* [What you need to do] Please present the stretch from the line containing "Scan for grass field in the frame." through the line containing "[[56, 83, 168, 147]]" as a numbered list, with blank lines and pictures left out.

BEGIN Source material

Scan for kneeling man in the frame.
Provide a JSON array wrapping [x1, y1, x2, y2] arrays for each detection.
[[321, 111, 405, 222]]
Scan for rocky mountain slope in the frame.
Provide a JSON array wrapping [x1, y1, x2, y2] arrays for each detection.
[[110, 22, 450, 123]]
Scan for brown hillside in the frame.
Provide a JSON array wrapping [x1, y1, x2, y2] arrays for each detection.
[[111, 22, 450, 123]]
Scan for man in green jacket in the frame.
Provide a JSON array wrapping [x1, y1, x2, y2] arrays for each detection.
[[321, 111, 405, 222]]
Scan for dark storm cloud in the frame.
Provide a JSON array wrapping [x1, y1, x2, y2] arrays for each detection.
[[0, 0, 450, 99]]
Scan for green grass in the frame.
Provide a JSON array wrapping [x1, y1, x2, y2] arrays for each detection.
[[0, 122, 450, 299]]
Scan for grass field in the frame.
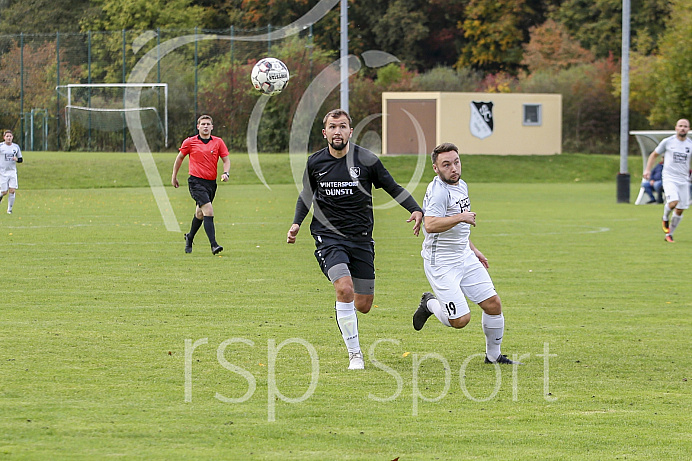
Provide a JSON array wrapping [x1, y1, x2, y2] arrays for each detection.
[[0, 153, 692, 461]]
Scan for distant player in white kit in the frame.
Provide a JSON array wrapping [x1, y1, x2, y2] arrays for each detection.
[[413, 143, 520, 364], [642, 118, 692, 243], [0, 130, 24, 214]]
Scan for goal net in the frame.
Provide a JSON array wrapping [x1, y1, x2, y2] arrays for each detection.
[[58, 83, 168, 151]]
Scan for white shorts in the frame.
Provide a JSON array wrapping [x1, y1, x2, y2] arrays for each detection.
[[663, 181, 690, 210], [0, 171, 19, 192], [424, 249, 497, 319]]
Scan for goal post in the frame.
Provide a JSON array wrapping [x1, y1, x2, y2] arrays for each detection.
[[56, 83, 168, 147]]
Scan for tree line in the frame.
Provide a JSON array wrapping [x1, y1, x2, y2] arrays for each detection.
[[0, 0, 692, 152]]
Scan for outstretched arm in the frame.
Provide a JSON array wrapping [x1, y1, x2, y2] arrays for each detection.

END Source material

* [Answer]
1. Scan for grass field in the frame.
2. Provide a JSON array wrapping [x1, y1, x2, y2] arrays for each detection.
3. [[0, 153, 692, 461]]
4. Scan for distant player in white kit in the frame.
5. Provide a JSON array wrapping [x1, y1, x2, y2] arrays for each detection.
6. [[413, 143, 520, 364], [642, 118, 692, 243], [0, 130, 24, 214]]
7. Scan for goal net in the frame.
8. Provide a JSON array wrapping [x1, y1, x2, y2] arrays for each detection.
9. [[58, 83, 168, 151]]
10. Scan for white shorts in the frame.
11. Provide a JSON array wrapping [x1, y1, x2, y2] arrays for each detection.
12. [[663, 181, 690, 210], [0, 171, 19, 192], [424, 249, 497, 319]]
13. Scan for goal post in the frame.
14. Provide a JSON array wrapping [x1, y1, x2, y2] arrays for each detection.
15. [[56, 83, 168, 147]]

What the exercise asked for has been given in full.